Region pointing data
*****

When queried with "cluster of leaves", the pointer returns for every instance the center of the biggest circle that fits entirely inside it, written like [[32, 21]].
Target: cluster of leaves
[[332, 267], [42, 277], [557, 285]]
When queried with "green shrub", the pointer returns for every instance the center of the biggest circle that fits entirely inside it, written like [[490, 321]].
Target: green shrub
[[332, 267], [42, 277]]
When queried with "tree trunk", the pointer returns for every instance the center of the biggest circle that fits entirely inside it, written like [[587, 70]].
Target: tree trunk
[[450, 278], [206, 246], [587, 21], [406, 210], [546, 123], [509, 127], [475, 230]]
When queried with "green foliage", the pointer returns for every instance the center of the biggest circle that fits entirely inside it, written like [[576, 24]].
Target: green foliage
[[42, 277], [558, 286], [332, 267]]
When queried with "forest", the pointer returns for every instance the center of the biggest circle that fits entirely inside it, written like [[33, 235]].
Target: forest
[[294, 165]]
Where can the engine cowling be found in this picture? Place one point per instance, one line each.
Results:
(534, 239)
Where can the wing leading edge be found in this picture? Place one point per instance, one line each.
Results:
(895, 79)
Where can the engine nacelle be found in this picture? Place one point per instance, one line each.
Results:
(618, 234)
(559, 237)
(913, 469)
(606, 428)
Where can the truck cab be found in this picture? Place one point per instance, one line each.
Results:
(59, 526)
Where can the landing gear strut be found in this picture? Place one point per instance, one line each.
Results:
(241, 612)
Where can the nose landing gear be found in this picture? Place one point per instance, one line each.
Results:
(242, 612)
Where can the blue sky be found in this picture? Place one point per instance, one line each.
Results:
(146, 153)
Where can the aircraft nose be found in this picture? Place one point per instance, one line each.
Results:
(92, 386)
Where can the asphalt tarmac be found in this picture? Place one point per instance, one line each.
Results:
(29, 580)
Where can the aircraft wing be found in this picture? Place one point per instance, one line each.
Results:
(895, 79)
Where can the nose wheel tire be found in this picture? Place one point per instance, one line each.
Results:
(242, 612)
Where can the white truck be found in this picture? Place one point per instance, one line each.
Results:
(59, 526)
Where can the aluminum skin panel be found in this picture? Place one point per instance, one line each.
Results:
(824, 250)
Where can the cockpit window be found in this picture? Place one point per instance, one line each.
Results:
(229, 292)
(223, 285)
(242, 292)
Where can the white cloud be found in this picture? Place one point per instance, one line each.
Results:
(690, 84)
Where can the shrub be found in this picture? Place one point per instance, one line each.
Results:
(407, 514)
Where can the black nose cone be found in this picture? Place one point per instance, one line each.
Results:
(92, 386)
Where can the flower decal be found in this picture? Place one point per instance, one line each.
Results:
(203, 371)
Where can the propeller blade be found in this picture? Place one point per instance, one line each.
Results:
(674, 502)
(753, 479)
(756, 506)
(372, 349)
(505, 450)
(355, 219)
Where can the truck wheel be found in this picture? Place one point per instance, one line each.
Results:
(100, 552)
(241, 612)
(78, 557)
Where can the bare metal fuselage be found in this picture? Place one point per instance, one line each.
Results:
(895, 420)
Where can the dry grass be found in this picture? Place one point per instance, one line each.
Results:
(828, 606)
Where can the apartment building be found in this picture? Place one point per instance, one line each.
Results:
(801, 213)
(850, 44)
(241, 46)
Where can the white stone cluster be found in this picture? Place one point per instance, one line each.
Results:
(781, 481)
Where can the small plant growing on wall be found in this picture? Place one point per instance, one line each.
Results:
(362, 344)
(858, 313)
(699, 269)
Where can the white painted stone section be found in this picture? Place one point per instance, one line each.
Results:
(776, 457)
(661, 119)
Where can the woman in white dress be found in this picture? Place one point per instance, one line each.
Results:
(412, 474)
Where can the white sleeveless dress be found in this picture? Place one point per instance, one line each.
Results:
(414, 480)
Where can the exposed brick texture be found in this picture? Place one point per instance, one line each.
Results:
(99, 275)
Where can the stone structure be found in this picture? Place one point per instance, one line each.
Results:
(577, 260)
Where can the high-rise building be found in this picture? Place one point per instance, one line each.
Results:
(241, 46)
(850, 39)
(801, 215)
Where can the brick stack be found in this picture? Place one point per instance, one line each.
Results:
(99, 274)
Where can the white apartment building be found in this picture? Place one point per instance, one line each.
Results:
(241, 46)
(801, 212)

*****

*ASSIGNMENT*
On how many lines of the records above does the word "apartment" appear? Answer with only that number.

*SOLUTION FOR THIS PROBLEM*
2